Word for word, set down every line of the entries below from the line with "positive clicks: (127, 495)" to the line with "box: [266, 168, 402, 281]", including both, and no other line.
------ Data section
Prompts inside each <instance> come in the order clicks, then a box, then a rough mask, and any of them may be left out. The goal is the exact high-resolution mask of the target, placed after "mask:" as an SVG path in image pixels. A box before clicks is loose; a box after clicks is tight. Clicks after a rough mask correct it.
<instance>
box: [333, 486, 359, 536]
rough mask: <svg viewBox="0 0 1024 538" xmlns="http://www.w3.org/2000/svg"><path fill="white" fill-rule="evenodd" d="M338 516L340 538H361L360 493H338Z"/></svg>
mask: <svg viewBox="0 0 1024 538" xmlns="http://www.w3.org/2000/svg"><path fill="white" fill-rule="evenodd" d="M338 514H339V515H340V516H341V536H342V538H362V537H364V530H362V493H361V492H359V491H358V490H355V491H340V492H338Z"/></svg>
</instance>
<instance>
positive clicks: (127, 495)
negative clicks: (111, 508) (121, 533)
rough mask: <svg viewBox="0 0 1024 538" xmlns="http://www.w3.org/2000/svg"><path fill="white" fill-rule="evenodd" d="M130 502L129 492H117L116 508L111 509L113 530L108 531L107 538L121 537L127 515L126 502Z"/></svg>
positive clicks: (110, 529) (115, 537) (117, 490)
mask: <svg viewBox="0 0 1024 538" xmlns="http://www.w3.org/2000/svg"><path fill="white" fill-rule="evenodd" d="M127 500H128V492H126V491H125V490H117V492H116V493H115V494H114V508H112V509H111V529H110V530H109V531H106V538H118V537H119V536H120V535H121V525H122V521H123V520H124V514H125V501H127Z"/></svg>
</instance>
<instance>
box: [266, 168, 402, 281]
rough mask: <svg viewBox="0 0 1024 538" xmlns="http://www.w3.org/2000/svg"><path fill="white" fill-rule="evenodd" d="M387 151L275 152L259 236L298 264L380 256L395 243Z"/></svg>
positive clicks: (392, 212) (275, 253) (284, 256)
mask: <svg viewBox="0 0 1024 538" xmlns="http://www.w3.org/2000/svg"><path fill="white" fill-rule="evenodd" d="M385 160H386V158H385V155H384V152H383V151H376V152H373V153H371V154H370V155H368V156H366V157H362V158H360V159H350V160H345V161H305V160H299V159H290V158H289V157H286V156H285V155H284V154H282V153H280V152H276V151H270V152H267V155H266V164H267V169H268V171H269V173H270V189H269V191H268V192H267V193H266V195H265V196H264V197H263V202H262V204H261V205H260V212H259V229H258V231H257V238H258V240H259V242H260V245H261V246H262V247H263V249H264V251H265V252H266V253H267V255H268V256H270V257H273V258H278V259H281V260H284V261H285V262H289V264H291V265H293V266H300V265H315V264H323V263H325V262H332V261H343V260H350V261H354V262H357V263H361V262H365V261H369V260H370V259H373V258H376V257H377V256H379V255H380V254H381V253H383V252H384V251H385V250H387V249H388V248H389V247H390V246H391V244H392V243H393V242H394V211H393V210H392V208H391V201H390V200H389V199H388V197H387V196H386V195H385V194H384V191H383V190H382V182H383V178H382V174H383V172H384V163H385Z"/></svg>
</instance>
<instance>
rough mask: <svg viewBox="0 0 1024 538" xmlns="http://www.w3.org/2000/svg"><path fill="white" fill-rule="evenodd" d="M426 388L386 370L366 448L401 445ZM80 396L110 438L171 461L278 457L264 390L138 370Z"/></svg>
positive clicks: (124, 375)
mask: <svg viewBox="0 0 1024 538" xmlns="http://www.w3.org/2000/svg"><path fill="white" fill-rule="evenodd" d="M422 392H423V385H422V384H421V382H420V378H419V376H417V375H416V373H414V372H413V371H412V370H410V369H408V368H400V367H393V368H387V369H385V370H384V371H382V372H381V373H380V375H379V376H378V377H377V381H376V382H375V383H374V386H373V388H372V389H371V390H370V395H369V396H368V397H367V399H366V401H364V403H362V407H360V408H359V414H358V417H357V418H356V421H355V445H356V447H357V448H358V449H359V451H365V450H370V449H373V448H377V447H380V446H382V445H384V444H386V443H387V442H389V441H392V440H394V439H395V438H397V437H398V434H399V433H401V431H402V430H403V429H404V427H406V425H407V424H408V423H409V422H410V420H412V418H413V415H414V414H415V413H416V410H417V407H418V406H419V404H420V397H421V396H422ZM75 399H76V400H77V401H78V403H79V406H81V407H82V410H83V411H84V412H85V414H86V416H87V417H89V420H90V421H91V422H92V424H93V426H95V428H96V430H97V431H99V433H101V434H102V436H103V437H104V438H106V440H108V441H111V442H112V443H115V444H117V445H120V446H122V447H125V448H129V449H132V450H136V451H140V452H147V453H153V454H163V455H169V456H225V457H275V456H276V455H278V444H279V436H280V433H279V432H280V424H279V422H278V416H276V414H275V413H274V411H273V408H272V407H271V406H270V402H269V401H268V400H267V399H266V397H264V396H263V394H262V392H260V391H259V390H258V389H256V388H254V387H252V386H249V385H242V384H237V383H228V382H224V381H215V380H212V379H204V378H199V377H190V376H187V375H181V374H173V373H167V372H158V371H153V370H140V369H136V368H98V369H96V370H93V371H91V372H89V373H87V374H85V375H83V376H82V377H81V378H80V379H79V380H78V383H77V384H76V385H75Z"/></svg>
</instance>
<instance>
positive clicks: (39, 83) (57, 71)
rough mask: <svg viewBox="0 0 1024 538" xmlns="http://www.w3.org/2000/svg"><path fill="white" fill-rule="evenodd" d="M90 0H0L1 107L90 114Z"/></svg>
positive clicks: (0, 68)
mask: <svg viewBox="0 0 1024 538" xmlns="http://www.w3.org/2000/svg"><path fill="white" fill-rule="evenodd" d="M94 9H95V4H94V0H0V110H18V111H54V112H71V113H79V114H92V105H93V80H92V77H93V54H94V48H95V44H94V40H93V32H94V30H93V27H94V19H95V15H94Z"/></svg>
------------
§ **Solved exercise**:
positive clicks: (127, 495)
negative clicks: (111, 508) (121, 533)
rough mask: <svg viewBox="0 0 1024 538" xmlns="http://www.w3.org/2000/svg"><path fill="white" fill-rule="evenodd" d="M130 502L129 492H117L116 508L111 509L113 530L108 531L107 538L121 537L127 515L126 502Z"/></svg>
positive clicks: (110, 529) (115, 537) (117, 490)
mask: <svg viewBox="0 0 1024 538" xmlns="http://www.w3.org/2000/svg"><path fill="white" fill-rule="evenodd" d="M127 500H128V492H126V491H125V490H117V492H116V493H115V494H114V508H112V509H111V529H110V530H109V531H106V538H118V537H119V536H120V535H121V525H122V521H123V520H124V514H125V501H127Z"/></svg>
</instance>
<instance>
box: [266, 168, 402, 281]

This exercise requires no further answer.